* _Excerpted data_
* * *
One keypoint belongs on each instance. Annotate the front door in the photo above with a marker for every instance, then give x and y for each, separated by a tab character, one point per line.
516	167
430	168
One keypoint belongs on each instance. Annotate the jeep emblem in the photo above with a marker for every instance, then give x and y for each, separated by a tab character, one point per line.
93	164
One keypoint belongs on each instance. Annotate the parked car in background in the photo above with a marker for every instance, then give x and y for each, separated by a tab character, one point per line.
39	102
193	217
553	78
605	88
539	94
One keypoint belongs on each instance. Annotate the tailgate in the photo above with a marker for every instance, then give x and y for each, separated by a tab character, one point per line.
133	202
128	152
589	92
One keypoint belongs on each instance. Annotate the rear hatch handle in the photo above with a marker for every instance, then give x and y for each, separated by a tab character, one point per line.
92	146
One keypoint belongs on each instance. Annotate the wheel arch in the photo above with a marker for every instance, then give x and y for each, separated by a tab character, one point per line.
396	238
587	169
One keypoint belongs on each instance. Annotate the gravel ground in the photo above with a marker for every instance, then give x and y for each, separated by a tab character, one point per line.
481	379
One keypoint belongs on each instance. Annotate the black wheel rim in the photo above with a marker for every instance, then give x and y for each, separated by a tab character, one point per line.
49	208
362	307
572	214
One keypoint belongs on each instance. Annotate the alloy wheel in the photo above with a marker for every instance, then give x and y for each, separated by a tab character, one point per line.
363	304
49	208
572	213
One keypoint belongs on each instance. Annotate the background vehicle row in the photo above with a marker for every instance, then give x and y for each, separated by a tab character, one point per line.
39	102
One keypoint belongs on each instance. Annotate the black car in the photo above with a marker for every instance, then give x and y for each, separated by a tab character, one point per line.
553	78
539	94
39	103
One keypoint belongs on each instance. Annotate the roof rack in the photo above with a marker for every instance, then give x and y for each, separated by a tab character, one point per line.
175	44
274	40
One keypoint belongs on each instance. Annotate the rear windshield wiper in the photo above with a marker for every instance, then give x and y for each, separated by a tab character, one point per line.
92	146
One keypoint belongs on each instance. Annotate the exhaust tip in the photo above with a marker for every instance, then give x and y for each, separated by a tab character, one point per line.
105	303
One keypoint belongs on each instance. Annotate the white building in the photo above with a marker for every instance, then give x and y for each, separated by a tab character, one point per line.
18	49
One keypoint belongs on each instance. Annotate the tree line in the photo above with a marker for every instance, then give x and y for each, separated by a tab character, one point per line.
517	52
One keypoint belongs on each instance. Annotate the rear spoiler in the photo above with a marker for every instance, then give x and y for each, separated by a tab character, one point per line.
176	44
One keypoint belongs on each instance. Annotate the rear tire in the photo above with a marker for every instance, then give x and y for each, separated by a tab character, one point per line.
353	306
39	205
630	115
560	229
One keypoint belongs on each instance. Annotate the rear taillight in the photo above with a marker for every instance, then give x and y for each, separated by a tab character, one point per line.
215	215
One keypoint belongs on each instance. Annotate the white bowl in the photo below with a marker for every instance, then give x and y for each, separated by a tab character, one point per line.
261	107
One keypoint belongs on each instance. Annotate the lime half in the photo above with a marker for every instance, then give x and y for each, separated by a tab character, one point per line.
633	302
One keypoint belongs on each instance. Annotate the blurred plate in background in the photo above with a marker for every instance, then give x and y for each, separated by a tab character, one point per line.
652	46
* * *
* _Task instructions_
Write the material above out in full, exactly as it reads.

* _Answer box_
One keypoint belongs on each instance. Annotate the front door in the photo above with a marker for every instance, then give x and y for each, separated by a tab character, one point per line.
516	167
430	168
One keypoint belongs on each instance. Annotate the jeep emblem in the photo above with a marker for every instance, then give x and y for each, separated by a tab character, one point per line.
93	164
One keypoint belongs on each instance. Annotate the parked car in background in the photo above with a marker for every instance, then give x and y for each, separated by a tab character, one point per line.
39	102
193	217
553	78
605	88
539	94
One keypoint belongs on each instance. Annotate the tailgate in the photo above with a marker for every instance, then give x and y for each, separated by a tab character, one point per line.
133	202
128	152
589	92
One keypoint belongs on each instance. Annotate the rear hatch handle in the photo above with a marker for every instance, then give x and y for each, separated by a tab character, one point per line.
92	146
One keypoint belongs on each instance. Annotate the wheel arch in the photo above with a marker for every instance, then give x and y for each, separated by a tab character, one point per line.
396	238
587	169
One keypoint belongs on each instance. Annotate the gravel ground in the photo above with a marker for every instance, then give x and y for each, separated by a tab character, one point per line.
481	379
One keypoint belongs on each instance. Annotate the black wheel rim in the photo above with a marker for every instance, then give x and y for each, separated by a tab character, one point per line.
49	208
362	307
572	214
One keypoint belongs on each instance. Annotate the alloy wheel in the photo above with a marker for every instance, then give x and y for each, separated by a tab character, one point per line.
363	304
49	208
572	213
One keypoint belongs on each instance. Annotate the background vehicle row in the photo above with a marker for every instance, then give x and y for each, separated by a tab character, one point per line.
39	102
One keypoint belongs on each instance. Annotate the black car in the photo above with a marker for every instance, then give x and y for each, separated by a tab character, one point per line.
553	78
539	94
39	103
One keypoint belongs on each instance. Annotate the roof rack in the photo above with a marker for every instance, then give x and y for each, separated by a tab character, one point per line.
175	44
274	40
One keypoint belongs on each instance. Annotate the rear windshield wiper in the photo above with a marker for every instance, then give x and y for each, separated by a tab character, one point per line.
92	146
One keypoint belongs on each instance. Annotate the exhaust tip in the photo above with a marker for every instance, then give x and y for each, separated by a tab character, one point per line.
105	303
One keypoint belongs on each instance. Annotate the white building in the photo above with a marker for every instance, then give x and y for each, separated by a tab character, one point per line.
18	49
One keypoint belongs on each instance. Annotate the tree line in the photo above with a marker for every instance, then give x and y for each, separated by a tab character, one point per line.
517	52
One keypoint belongs on each instance. Annotate the rear spoiler in the photo above with a marker for every instance, then give x and y for each, separated by a tab character, one point per line.
176	44
One keypoint belongs on each instance. Annotate the rear tire in the photo above with a marker for every instance, then give x and y for each, separated by a tab character, one point per line.
353	306
39	205
630	115
560	229
One keypoint belongs on each instance. Annotate the rear taillight in the photo above with a marker for every instance, then give x and y for each, separated by a tab character, one point per line.
215	215
One keypoint belongs on each instance. Annotate the white bowl in the photo below with a marker for every instance, then give x and y for each, separated by a tab character, one point per line.
261	107
One keypoint belongs on each instance. Annotate the lime half in the photo above with a marker for every instance, then give x and y for each, separated by a tab character, one point per line.
633	302
One keypoint belongs on each instance. Annotate the blurred plate in background in the photo above with a marker for every instance, then give x and y for each, separated by a tab character, one point per line.
652	46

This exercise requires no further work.